* [Task to carry out]
Everything from the line with "Target: white glove" through the end of the entries must be transcribed exactly; no other lines belong in the answer.

== Data for review ==

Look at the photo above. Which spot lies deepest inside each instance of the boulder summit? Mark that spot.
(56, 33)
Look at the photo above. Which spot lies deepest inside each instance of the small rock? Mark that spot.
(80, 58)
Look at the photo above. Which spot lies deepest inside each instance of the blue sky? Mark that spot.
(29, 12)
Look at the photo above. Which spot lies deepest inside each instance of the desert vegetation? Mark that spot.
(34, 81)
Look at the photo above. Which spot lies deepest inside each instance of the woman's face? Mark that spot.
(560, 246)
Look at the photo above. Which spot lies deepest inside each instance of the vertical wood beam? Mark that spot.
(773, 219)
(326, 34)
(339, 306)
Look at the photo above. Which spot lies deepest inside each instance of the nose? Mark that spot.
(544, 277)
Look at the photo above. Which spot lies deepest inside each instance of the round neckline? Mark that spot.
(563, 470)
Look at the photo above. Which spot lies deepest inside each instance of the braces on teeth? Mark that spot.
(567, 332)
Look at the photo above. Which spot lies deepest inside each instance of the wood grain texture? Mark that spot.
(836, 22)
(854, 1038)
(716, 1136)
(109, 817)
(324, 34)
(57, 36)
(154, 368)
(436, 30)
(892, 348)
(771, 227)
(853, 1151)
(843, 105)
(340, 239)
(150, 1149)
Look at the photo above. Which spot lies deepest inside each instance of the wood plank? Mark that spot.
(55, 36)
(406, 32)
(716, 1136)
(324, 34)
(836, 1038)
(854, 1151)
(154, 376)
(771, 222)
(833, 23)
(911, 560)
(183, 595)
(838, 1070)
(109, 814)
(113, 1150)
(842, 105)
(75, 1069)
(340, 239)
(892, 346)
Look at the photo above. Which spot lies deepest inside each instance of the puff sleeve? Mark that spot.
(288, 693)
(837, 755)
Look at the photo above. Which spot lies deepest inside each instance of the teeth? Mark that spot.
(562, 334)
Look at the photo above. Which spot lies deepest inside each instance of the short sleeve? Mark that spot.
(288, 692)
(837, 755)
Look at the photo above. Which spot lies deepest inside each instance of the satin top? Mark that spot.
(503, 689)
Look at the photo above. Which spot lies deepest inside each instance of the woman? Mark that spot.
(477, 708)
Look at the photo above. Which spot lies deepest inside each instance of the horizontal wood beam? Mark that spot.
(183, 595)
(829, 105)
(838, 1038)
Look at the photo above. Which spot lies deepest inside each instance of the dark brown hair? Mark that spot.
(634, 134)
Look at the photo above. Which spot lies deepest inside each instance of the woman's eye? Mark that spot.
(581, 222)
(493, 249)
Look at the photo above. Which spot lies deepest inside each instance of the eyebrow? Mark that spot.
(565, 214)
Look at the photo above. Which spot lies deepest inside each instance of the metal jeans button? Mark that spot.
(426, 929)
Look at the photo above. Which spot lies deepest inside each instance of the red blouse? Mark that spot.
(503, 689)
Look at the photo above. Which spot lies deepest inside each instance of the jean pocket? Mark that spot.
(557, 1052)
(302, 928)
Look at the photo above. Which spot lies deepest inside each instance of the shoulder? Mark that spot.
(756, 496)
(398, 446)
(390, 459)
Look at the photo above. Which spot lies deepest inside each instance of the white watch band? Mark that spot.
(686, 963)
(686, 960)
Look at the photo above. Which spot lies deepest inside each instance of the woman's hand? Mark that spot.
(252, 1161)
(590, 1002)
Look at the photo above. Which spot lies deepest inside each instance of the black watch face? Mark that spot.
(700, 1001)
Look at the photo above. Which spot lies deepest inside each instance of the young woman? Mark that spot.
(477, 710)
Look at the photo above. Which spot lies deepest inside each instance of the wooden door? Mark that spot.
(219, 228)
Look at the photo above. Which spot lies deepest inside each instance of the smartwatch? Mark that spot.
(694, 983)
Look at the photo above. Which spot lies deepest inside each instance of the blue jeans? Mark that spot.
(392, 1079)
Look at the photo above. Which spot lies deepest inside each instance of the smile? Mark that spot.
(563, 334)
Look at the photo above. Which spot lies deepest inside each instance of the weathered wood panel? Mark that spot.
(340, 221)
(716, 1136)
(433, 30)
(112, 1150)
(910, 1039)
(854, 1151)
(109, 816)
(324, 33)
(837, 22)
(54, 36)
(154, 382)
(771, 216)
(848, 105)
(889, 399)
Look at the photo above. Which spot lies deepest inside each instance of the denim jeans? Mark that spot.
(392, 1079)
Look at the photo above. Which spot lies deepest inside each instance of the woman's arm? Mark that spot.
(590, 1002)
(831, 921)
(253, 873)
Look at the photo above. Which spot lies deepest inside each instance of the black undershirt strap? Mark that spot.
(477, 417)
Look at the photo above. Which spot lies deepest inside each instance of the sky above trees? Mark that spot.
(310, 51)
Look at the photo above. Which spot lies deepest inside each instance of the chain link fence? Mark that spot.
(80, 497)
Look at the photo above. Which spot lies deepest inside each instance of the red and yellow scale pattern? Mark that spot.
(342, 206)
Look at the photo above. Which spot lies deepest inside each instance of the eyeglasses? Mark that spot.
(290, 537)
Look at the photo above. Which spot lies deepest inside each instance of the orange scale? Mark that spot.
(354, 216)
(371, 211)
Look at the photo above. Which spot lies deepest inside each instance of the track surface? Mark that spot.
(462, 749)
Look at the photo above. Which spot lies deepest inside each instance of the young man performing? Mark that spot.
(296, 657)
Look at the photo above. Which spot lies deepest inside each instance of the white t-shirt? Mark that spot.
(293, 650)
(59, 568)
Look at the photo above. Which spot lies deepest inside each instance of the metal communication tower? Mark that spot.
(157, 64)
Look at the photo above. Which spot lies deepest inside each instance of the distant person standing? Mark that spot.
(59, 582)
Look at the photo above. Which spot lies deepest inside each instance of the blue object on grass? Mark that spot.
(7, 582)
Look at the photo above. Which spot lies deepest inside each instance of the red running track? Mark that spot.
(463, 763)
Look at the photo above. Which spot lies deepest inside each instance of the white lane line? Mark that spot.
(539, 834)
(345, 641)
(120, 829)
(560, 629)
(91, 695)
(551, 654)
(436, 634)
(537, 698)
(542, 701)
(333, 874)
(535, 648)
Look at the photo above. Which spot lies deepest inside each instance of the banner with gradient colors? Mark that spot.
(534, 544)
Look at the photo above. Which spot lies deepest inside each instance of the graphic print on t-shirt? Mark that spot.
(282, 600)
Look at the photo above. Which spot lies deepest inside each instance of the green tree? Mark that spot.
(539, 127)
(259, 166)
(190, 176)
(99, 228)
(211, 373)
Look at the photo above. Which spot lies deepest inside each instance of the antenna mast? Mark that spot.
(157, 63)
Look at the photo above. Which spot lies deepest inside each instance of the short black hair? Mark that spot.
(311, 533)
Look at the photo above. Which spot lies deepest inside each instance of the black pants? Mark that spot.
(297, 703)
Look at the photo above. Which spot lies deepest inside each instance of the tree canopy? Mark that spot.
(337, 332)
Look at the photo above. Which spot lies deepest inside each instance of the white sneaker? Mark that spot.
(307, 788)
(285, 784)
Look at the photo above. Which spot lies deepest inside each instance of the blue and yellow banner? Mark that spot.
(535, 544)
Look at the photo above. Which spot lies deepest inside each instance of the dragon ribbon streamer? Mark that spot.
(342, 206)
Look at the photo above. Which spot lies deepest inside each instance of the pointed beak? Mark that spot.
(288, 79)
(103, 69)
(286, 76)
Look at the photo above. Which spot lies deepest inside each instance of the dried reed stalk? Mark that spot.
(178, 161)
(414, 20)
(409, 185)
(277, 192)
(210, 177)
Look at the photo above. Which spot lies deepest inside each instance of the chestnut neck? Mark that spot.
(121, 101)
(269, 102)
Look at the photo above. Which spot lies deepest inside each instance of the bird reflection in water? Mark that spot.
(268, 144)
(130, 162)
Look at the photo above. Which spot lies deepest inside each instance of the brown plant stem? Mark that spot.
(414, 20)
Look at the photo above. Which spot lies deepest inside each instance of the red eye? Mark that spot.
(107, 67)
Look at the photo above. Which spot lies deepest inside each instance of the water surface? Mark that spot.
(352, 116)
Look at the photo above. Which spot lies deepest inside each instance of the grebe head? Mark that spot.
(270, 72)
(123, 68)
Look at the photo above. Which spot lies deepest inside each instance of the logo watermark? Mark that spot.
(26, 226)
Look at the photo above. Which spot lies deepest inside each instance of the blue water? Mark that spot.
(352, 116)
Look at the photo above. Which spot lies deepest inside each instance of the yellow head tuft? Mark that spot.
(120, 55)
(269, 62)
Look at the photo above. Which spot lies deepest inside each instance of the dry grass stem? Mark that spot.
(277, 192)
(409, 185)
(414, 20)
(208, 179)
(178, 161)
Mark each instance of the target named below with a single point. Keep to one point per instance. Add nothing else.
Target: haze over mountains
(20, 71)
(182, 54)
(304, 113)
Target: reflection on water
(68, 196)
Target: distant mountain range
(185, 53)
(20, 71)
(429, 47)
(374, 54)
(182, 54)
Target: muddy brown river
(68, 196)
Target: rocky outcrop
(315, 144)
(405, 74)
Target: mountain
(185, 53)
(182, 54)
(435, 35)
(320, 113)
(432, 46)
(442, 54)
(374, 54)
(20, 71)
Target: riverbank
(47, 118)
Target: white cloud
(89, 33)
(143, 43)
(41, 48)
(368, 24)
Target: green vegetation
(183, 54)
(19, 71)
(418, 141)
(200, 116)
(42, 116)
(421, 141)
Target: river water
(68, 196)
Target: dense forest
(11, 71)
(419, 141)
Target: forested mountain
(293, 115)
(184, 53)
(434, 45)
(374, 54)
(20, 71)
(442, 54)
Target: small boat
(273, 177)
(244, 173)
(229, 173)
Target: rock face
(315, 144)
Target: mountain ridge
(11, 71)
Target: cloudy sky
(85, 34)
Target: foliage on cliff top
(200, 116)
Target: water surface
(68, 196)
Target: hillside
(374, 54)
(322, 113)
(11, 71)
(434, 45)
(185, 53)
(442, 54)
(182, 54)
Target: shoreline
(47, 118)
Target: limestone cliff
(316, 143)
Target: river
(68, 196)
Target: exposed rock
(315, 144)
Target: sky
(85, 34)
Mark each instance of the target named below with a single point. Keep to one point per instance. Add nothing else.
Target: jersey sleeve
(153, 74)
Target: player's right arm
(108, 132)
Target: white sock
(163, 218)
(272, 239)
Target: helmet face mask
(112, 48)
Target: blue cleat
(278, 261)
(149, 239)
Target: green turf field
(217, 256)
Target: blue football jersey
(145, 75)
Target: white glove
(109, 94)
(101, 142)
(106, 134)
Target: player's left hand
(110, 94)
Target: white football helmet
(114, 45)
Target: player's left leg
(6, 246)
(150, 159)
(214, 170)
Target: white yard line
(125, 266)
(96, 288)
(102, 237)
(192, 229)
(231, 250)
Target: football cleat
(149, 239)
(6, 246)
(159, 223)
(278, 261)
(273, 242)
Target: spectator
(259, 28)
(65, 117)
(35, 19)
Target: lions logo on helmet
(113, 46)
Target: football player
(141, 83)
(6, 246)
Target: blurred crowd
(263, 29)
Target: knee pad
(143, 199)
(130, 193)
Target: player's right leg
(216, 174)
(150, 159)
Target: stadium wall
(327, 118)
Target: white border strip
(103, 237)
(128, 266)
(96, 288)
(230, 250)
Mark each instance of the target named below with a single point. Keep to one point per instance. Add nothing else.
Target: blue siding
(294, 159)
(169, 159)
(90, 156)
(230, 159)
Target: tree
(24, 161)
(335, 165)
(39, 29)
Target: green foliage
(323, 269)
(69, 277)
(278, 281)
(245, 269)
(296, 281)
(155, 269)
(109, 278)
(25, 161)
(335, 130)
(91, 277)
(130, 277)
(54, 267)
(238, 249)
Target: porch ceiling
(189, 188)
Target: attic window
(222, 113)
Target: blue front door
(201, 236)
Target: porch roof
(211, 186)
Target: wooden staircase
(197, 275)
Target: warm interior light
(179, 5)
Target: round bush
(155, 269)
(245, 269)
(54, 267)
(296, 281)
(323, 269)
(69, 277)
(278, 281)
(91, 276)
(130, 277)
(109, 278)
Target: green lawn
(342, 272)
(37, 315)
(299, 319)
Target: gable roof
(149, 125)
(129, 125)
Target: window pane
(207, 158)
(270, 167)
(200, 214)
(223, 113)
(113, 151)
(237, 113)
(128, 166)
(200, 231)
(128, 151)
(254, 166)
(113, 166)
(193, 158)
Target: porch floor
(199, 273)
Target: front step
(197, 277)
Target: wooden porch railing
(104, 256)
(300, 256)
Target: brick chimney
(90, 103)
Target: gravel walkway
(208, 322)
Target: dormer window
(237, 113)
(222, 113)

===

* [Response]
Target: white glove
(109, 94)
(101, 142)
(106, 134)
Target: player's left hand
(110, 94)
Target: white football helmet
(114, 45)
Target: player's left leg
(6, 246)
(150, 159)
(214, 170)
Target: white yard line
(125, 266)
(96, 288)
(102, 237)
(192, 229)
(231, 250)
Target: football cleat
(149, 239)
(6, 246)
(159, 223)
(278, 261)
(273, 242)
Target: spectator
(259, 28)
(65, 117)
(35, 19)
Target: lions logo on helmet
(113, 46)
Target: football player
(141, 83)
(6, 246)
Target: blurred crowd
(263, 29)
Target: knee pad
(143, 199)
(130, 193)
Target: player's right leg
(216, 174)
(150, 159)
Target: stadium wall
(327, 118)
Target: white border strip
(103, 237)
(128, 266)
(96, 288)
(230, 250)
Mark each instance of the target named below with a single point. Keep to one point per instance. Add nothing else.
Target: blue siding
(294, 159)
(169, 159)
(90, 156)
(230, 159)
Target: tree
(24, 161)
(335, 165)
(39, 29)
Target: green foliage
(323, 269)
(69, 277)
(278, 281)
(245, 269)
(296, 281)
(155, 269)
(109, 278)
(25, 161)
(335, 130)
(91, 277)
(130, 277)
(54, 267)
(238, 249)
Target: porch ceiling
(189, 188)
Target: attic window
(222, 113)
Target: blue front door
(201, 236)
Target: porch roof
(211, 186)
Target: wooden staircase
(197, 275)
Target: warm interior light
(179, 5)
Target: round bush
(155, 269)
(245, 269)
(54, 267)
(296, 281)
(323, 269)
(69, 277)
(278, 281)
(91, 276)
(130, 277)
(109, 278)
Target: green lawn
(342, 272)
(37, 315)
(299, 319)
Target: gable roof
(149, 125)
(129, 125)
Target: window pane
(207, 158)
(270, 167)
(200, 214)
(223, 113)
(113, 151)
(237, 113)
(128, 166)
(200, 231)
(128, 151)
(254, 166)
(113, 166)
(193, 158)
Target: porch floor
(199, 273)
Target: front step
(197, 277)
Target: wooden porch railing
(104, 256)
(300, 256)
Target: brick chimney
(90, 103)
Target: gravel walkway
(208, 322)
Target: dormer window
(237, 113)
(222, 113)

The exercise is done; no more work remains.